### WORK TO BE COMPLETED
Write out the whole listing again, exactly as given.

### STORED DATA

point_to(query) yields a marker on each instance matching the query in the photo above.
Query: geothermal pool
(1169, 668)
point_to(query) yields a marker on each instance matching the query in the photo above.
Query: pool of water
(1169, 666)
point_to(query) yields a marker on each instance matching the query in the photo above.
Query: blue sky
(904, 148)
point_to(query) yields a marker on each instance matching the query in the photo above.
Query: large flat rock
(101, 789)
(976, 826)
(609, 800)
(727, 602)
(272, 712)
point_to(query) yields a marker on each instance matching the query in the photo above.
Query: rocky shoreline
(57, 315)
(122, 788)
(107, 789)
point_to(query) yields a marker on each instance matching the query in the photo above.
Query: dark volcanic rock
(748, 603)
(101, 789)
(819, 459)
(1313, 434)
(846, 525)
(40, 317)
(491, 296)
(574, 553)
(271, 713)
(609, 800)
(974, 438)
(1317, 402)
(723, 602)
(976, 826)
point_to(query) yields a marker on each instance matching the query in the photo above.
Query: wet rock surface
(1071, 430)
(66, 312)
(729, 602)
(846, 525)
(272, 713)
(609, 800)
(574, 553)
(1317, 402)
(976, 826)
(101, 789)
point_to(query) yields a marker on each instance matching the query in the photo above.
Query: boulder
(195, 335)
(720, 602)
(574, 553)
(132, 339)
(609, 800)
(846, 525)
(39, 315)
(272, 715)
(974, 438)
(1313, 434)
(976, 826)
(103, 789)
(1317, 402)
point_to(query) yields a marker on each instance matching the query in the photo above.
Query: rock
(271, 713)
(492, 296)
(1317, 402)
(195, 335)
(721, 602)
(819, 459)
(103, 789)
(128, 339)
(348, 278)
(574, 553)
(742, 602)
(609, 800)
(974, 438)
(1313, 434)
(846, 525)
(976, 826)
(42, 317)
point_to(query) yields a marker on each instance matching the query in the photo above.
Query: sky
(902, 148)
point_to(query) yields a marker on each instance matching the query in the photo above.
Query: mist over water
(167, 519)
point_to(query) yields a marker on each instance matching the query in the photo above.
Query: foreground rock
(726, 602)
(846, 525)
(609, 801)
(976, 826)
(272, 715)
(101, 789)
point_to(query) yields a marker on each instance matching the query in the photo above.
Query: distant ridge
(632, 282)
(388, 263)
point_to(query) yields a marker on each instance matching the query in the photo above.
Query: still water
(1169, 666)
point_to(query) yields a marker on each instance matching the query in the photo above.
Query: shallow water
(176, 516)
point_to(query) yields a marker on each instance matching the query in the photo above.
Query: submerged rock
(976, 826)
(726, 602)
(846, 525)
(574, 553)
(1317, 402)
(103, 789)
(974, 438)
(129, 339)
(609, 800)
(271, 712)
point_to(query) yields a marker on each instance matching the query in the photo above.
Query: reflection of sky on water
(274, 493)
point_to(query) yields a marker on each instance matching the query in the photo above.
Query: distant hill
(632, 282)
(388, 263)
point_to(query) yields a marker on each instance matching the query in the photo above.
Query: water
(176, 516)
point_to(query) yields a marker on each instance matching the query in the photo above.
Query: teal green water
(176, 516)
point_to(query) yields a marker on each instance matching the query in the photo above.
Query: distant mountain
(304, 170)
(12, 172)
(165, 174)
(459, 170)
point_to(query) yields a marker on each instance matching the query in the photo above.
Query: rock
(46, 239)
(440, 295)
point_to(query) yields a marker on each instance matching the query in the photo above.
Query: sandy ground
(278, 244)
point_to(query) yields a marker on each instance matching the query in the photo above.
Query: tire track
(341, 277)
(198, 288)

### CORRECT OUTPUT
point_to(query) yields a marker on each instance matching the query in the photo above.
Query: geothermal pool
(1169, 668)
point_to(query) yields a marker on each instance matching the query in the photo above.
Query: pool of water
(1169, 666)
point_to(query) yields a marker on each instance matching the query in the photo above.
Query: blue sky
(904, 148)
point_to(query) yields a marker on each instance matching the query in the photo above.
Query: large flat rock
(101, 789)
(976, 826)
(609, 800)
(727, 602)
(272, 712)
point_to(query) yields a marker on each instance matching the query in the photo above.
Query: rocky shoreline
(57, 315)
(122, 788)
(107, 789)
point_to(query) yields a marker on each instance matching the query in the photo above.
Query: dark volcanic rock
(748, 603)
(101, 789)
(819, 459)
(1313, 434)
(846, 525)
(40, 317)
(491, 296)
(574, 553)
(271, 713)
(609, 800)
(974, 438)
(1317, 402)
(723, 602)
(976, 826)
point_to(query) yields a marker on each instance matching the query in the photo above.
Query: wet rock surface
(1071, 430)
(66, 312)
(729, 602)
(846, 525)
(272, 713)
(609, 800)
(574, 553)
(1317, 402)
(976, 826)
(101, 789)
point_to(query) yields a marker on each instance matching the query in the photo above.
Query: boulder
(195, 335)
(720, 602)
(574, 553)
(132, 339)
(609, 800)
(846, 525)
(39, 315)
(272, 715)
(974, 438)
(1313, 434)
(976, 826)
(103, 789)
(1317, 402)
point_to(query) yields a marker on each instance matching the query in the photo above.
Query: rock
(271, 713)
(492, 296)
(1317, 402)
(195, 335)
(721, 602)
(819, 459)
(103, 789)
(128, 339)
(348, 278)
(574, 553)
(742, 602)
(609, 800)
(974, 438)
(1313, 434)
(846, 525)
(976, 826)
(42, 317)
point_to(query) yields a marker on each instance matching the query in the photo above.
Query: sky
(902, 148)
point_to(query) yields a marker on each instance matching the query in the photo above.
Query: mist over water
(167, 519)
point_to(query) yields a marker on each instance matching the query in the photo above.
Query: foreground rock
(726, 602)
(846, 525)
(609, 801)
(976, 826)
(272, 715)
(101, 789)
point_to(query) yields a marker on each instance matching the query in the photo above.
Query: distant ridge
(632, 282)
(388, 263)
point_to(query) yields a marker on each instance matching the query in the photo above.
Query: still water
(1169, 666)
point_to(query) yields a marker on each instance matching the query in the photo above.
Query: shallow water
(176, 516)
point_to(query) yields a marker on each instance matching the query in the photo above.
Query: submerged rock
(976, 826)
(726, 602)
(846, 525)
(574, 553)
(1317, 402)
(103, 789)
(974, 438)
(129, 339)
(609, 800)
(271, 712)
point_to(query) yields a marker on each instance matching the query in the photo above.
Query: reflection of sky on water
(274, 493)
point_to(query) yields a marker on each instance matching the query in the photo above.
Query: distant hill
(632, 282)
(388, 263)
point_to(query) yields a marker on each instance matching the query in the photo above.
Query: water
(176, 516)
point_to(query) yields a marker on each instance matching the query in the photo above.
Query: teal green water
(176, 516)
point_to(query) yields a marker on each instance matching the query in the photo above.
Query: distant mountain
(304, 170)
(12, 172)
(165, 174)
(459, 170)
point_to(query) yields a marker on each instance matching the query in the photo above.
Query: rock
(46, 239)
(440, 295)
point_to(query) yields a marker on each instance matching the query in the photo above.
Query: sandy ground
(278, 244)
point_to(query) yields a marker on each instance matching the query in the photo above.
Query: tire track
(341, 277)
(198, 288)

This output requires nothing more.